Start
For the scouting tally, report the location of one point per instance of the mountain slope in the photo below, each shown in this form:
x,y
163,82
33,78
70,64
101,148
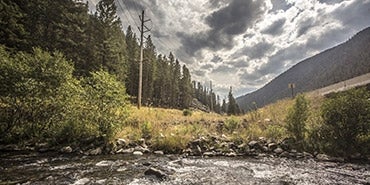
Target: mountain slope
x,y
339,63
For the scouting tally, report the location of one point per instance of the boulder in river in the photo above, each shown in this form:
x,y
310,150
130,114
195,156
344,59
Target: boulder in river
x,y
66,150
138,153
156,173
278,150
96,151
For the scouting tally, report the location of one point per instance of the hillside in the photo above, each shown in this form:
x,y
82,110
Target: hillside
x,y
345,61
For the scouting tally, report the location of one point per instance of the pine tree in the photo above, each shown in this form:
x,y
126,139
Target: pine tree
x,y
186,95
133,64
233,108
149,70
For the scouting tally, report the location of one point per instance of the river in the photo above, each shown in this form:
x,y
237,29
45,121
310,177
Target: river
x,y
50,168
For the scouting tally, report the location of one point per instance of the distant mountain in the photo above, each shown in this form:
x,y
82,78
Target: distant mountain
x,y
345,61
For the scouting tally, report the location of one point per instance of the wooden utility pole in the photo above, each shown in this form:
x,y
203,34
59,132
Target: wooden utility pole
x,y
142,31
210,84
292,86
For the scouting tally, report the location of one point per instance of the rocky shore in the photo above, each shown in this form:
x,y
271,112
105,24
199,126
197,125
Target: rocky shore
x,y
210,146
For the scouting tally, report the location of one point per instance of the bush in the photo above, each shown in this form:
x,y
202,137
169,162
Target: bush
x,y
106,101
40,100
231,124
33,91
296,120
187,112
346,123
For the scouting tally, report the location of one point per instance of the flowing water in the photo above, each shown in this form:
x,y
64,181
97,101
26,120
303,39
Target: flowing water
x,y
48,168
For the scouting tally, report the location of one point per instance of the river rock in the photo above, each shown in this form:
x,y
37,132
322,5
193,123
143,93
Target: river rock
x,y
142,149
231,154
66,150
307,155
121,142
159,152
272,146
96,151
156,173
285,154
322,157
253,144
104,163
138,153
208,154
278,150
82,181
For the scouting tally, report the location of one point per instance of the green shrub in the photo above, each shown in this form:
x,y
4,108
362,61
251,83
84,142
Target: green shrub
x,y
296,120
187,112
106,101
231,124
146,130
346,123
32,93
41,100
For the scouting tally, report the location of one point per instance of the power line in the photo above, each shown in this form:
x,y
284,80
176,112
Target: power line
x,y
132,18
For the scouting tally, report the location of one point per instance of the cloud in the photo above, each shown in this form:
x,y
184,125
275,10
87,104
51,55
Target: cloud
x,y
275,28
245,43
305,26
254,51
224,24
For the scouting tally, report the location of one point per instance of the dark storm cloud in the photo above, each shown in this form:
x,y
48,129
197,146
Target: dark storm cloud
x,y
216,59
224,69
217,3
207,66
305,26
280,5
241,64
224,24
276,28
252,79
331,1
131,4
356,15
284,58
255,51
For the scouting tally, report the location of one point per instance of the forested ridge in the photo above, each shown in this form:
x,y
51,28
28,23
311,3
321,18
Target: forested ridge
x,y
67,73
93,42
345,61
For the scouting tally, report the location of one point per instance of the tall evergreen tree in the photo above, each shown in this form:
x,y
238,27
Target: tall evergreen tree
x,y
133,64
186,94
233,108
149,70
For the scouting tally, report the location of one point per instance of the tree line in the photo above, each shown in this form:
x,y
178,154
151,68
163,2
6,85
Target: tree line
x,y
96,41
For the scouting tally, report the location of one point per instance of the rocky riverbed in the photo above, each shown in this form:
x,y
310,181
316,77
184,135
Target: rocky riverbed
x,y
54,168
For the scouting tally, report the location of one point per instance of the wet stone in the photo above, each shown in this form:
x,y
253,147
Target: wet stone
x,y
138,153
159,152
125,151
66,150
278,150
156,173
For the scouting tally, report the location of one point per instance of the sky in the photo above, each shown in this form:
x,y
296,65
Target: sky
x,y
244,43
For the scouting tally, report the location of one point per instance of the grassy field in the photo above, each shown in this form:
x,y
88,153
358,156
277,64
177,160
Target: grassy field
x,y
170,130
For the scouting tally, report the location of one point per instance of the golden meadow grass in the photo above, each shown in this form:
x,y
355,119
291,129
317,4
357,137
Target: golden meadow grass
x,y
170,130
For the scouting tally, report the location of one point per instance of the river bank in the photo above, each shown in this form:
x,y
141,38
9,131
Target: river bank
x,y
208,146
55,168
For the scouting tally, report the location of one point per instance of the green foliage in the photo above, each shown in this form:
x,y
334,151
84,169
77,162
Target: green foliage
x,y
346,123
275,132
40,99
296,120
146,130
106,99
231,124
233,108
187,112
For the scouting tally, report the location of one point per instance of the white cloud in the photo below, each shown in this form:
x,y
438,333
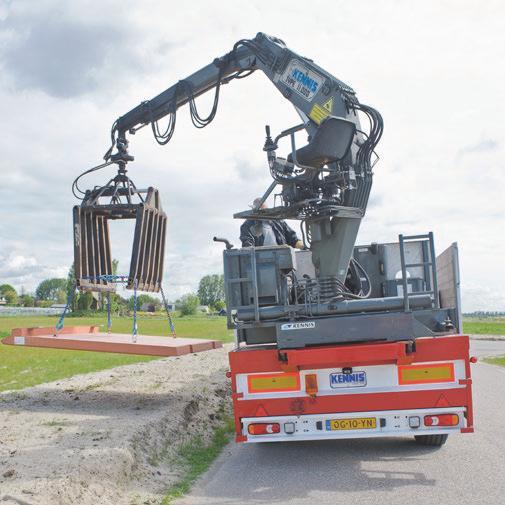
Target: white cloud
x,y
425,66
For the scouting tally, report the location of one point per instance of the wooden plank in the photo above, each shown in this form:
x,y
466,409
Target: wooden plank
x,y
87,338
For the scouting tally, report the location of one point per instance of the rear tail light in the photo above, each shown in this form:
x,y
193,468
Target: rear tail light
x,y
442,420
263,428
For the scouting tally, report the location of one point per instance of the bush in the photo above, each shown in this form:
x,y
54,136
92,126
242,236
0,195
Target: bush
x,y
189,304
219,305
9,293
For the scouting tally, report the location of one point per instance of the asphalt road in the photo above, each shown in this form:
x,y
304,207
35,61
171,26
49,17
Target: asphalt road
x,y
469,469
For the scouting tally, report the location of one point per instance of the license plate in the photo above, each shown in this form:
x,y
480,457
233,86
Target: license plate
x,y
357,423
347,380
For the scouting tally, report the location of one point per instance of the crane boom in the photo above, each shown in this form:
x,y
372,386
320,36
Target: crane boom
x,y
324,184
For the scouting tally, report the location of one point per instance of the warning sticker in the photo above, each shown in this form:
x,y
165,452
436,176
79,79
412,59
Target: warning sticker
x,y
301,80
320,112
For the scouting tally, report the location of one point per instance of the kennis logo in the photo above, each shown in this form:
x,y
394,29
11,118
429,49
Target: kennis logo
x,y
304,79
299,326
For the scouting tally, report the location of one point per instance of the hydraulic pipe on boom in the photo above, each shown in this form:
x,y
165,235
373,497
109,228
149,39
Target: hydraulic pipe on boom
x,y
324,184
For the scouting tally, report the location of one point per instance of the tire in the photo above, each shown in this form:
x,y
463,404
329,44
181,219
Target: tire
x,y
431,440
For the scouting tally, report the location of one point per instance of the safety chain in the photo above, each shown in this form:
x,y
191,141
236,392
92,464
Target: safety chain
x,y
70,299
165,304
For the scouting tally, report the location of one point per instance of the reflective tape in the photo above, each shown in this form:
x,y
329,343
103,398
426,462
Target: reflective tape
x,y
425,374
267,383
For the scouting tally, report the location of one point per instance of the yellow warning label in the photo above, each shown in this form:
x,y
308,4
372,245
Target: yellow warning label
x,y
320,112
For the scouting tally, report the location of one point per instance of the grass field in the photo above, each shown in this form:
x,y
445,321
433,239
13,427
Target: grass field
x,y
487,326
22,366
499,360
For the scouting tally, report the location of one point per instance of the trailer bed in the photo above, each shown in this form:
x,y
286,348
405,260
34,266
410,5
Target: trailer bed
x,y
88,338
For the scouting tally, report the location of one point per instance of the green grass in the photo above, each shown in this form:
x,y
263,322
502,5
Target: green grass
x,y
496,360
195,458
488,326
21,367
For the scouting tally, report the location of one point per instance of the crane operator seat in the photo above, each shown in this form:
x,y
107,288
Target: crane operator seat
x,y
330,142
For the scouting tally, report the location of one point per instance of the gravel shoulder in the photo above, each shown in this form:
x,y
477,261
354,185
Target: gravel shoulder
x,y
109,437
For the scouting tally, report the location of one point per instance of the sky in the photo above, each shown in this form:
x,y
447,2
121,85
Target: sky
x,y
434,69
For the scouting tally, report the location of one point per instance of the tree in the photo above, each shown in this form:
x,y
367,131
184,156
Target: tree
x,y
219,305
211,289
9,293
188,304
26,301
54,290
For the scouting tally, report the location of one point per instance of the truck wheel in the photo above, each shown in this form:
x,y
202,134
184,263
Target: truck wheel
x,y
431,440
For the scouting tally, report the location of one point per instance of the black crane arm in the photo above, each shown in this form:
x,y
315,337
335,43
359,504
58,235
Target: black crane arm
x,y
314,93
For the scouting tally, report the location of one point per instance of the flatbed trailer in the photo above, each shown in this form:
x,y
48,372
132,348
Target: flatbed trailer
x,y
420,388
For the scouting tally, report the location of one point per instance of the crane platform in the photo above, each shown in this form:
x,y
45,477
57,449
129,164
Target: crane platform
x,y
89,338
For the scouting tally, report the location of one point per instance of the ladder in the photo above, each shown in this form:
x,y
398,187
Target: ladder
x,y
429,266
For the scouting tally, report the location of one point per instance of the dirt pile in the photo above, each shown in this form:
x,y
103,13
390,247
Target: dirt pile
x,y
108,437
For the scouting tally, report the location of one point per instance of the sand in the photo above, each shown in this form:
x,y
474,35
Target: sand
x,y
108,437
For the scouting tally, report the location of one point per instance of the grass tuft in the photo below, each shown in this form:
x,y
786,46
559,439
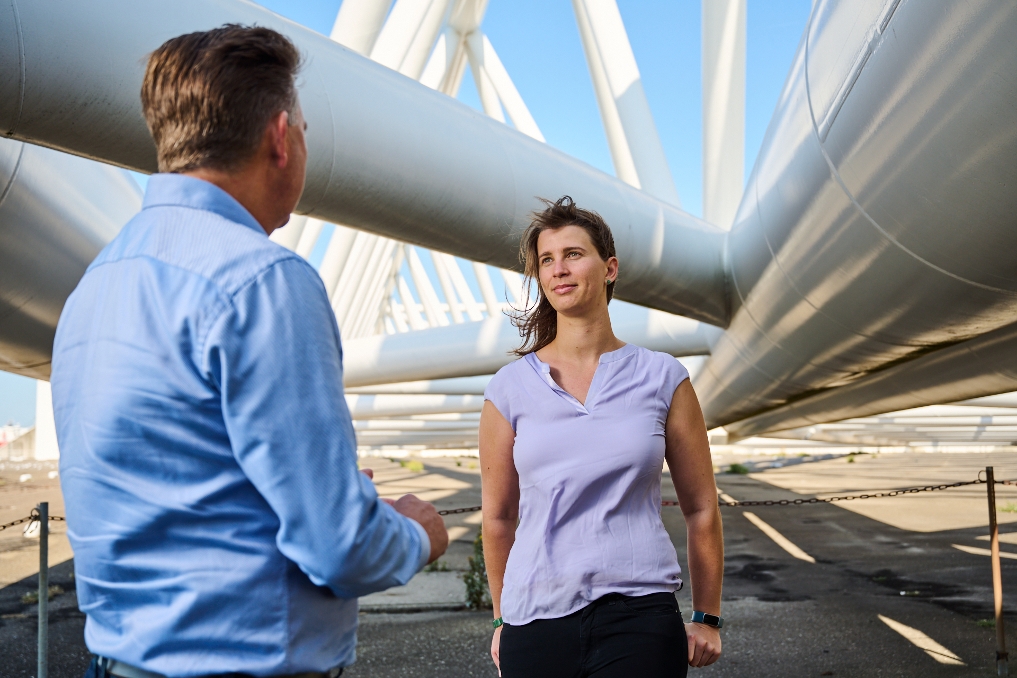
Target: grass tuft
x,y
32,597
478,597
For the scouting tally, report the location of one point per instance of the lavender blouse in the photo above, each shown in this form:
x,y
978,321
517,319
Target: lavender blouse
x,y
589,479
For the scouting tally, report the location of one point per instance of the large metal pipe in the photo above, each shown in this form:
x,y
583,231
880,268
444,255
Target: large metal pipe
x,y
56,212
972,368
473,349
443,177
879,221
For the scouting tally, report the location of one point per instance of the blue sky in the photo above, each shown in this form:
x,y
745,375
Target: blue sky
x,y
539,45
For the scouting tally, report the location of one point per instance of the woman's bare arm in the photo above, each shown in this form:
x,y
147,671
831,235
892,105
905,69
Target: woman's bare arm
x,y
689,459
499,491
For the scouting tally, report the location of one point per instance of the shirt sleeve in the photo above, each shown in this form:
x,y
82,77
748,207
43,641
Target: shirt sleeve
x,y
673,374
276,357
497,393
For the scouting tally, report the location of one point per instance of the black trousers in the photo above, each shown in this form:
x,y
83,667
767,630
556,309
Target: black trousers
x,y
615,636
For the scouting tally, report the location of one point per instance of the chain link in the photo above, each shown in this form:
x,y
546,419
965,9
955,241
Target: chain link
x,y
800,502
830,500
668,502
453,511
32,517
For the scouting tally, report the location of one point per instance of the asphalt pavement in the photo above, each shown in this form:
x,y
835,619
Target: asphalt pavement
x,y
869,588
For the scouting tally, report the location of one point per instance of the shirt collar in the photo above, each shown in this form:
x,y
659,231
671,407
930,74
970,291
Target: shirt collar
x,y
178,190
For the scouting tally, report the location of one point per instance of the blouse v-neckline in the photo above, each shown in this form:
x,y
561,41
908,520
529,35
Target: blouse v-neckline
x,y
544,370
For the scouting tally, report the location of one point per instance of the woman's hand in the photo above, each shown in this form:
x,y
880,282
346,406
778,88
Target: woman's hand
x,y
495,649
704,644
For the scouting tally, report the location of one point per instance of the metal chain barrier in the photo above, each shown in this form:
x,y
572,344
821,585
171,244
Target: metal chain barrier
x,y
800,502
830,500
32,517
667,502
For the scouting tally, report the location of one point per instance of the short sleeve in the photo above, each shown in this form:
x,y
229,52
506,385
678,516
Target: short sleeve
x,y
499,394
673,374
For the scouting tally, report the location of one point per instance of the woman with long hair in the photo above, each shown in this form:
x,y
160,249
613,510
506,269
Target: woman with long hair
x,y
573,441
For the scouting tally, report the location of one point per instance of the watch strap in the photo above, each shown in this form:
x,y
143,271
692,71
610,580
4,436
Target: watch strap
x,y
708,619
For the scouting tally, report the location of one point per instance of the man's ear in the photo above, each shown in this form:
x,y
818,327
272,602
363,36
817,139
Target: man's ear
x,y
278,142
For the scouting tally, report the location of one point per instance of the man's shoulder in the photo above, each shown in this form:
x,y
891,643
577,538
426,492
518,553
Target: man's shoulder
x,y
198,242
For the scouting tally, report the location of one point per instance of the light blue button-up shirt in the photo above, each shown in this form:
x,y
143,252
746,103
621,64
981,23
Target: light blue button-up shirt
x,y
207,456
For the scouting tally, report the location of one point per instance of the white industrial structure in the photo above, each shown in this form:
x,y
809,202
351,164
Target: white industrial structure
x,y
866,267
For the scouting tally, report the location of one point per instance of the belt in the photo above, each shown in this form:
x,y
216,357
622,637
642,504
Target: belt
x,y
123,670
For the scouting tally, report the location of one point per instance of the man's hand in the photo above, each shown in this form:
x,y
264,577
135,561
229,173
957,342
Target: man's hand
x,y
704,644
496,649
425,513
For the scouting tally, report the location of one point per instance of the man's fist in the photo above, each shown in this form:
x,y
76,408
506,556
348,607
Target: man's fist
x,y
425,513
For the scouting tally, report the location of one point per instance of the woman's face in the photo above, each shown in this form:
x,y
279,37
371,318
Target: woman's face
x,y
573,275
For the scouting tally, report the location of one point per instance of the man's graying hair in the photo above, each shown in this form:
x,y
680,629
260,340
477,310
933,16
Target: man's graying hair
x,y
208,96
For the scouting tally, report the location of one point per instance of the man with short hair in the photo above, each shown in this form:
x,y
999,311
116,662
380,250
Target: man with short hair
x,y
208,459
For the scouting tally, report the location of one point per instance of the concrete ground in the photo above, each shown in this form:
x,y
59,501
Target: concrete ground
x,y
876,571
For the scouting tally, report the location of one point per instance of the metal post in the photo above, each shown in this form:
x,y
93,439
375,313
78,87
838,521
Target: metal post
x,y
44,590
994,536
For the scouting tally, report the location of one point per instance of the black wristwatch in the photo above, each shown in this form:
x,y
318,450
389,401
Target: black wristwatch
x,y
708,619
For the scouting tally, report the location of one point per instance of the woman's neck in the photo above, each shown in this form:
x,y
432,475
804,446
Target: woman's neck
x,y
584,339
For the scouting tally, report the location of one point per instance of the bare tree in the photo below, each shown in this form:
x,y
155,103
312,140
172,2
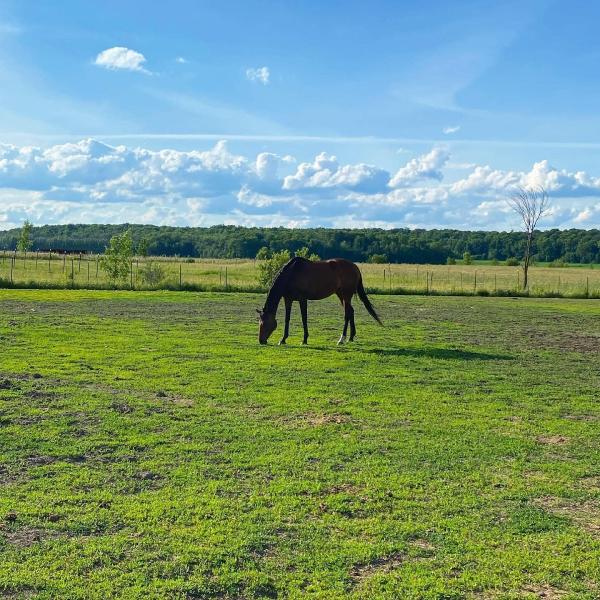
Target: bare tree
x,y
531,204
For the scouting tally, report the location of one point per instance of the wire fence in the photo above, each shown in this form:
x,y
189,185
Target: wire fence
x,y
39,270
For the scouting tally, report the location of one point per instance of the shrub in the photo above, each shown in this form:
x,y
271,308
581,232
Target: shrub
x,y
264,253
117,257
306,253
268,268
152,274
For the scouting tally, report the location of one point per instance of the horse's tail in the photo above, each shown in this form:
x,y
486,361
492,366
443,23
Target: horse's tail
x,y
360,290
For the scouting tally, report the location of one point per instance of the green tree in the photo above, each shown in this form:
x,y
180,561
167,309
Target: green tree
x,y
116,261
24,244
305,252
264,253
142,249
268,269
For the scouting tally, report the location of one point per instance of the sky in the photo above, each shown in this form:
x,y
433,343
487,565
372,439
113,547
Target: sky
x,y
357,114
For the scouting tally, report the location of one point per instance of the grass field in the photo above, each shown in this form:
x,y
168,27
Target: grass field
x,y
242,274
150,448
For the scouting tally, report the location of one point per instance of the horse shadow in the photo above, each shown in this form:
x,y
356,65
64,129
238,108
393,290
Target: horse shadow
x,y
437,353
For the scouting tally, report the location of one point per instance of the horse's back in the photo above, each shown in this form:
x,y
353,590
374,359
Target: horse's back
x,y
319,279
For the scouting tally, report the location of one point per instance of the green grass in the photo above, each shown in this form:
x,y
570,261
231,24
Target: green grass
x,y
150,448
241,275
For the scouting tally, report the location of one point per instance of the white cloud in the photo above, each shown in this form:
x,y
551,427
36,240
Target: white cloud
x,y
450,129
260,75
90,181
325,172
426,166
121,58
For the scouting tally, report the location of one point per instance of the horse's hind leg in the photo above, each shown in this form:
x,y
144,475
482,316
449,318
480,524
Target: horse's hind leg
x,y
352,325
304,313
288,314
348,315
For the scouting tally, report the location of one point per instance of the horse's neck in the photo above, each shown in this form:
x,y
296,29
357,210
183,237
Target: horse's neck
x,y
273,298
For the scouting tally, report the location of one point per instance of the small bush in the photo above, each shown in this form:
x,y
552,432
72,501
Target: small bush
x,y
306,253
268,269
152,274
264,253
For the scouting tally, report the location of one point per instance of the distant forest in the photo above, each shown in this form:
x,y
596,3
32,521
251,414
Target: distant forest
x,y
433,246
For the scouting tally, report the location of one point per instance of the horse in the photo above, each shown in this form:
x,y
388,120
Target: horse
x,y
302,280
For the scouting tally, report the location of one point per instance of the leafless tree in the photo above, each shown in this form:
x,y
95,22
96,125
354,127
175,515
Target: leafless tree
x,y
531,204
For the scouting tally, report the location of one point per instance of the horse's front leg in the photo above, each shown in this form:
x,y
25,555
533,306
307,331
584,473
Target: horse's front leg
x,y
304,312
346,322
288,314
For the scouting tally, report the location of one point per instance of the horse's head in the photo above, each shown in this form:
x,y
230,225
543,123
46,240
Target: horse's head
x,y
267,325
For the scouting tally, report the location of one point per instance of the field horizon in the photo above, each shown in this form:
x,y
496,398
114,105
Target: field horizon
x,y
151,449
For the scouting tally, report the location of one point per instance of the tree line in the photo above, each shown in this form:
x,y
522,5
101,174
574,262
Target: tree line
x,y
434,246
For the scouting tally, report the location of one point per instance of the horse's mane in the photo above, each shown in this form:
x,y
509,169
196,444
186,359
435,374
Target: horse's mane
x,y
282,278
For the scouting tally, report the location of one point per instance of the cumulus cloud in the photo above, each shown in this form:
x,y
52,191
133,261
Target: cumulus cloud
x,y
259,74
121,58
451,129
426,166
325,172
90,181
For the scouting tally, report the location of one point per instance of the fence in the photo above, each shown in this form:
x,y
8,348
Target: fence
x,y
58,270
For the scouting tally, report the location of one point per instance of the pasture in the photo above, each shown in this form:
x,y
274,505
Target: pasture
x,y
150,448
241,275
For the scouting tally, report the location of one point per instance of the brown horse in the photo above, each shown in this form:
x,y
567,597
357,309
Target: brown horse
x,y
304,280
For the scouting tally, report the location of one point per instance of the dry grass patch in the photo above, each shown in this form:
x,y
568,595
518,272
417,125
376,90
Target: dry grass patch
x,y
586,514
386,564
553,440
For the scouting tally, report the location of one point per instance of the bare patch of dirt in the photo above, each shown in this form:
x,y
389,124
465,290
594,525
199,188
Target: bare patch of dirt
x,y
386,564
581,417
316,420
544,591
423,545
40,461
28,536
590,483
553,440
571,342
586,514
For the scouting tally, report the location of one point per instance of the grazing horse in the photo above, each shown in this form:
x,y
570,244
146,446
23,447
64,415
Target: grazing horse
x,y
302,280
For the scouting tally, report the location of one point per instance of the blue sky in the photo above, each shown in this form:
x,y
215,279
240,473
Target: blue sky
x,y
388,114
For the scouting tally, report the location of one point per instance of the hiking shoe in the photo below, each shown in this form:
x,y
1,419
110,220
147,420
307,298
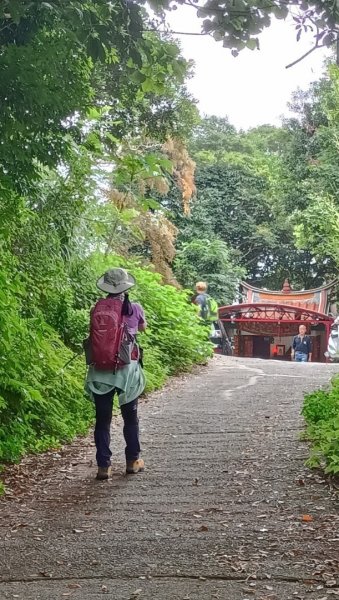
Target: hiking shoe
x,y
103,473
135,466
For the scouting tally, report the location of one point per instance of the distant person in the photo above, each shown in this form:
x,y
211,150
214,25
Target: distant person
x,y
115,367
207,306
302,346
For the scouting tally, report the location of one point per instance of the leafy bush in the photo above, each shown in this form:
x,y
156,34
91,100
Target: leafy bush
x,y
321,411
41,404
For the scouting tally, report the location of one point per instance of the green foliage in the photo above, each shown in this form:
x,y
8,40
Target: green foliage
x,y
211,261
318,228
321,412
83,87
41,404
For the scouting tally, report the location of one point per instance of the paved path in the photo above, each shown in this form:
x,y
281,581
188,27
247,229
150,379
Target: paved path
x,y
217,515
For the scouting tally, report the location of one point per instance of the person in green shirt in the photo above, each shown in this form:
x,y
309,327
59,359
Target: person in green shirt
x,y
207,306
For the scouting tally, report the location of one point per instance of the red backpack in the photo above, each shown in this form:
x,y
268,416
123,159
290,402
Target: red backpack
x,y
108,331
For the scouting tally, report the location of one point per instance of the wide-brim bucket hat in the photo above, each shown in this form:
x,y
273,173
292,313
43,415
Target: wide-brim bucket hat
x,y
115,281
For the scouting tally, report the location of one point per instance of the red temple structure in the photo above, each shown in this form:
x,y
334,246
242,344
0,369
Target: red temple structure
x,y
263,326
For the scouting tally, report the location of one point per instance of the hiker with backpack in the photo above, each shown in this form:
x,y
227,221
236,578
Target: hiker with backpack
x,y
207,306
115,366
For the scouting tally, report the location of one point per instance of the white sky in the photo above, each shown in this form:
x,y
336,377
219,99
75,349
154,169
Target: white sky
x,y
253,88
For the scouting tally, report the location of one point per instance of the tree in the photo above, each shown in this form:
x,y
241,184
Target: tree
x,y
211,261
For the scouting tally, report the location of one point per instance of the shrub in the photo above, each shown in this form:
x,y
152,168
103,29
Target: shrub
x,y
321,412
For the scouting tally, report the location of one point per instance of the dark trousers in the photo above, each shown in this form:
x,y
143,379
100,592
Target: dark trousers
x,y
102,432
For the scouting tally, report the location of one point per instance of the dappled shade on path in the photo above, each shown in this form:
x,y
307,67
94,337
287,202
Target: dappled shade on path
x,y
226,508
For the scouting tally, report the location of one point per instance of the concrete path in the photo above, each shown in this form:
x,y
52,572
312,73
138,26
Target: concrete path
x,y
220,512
End
- [Stated goal]
Which lines run from the one containing "the red temple" to the end of the entries above? Quote exactly those, and only those.

- [Answer to this problem]
For the scouting tally, report the location of one point per instance of the red temple structure in the photo above, each shown in this form:
x,y
334,246
242,344
0,369
Target: red temple structure
x,y
263,326
For the scouting tally, report the location of one point per instance of the hiker with backpack in the photo above, each shown in this form:
x,y
227,221
236,578
Target: hiker with backpack
x,y
207,306
115,366
For the scouting tally, report the location of one point per instance of the white sky in the photo above, each shown in this form:
x,y
336,377
219,99
75,349
154,169
Target: white sky
x,y
253,88
For the scouting tally, report the location of one point per instance of the tree in the photo above, each shown in this form:
x,y
241,184
Target: tree
x,y
211,261
For the scouting tally, report the location of one point per instance of the shrub in the photo above, each shown in this form:
x,y
152,168
103,29
Target: shrub
x,y
321,412
For the scouting tally, report the location of one point per instance of the dark trousers in the photo above, each shown in this form:
x,y
143,379
100,592
Target: dark trousers
x,y
102,432
For the scouting tally, report the location of one point per instance of the dappled shade on path in the photo above, each shown in this form:
x,y
307,67
94,337
287,202
Target: dappled shade on path
x,y
226,508
For the scouting tally, report the location of one point per instance of the concrete path in the photo above, each shown in this form:
x,y
52,572
312,73
138,26
Target: concrete path
x,y
220,512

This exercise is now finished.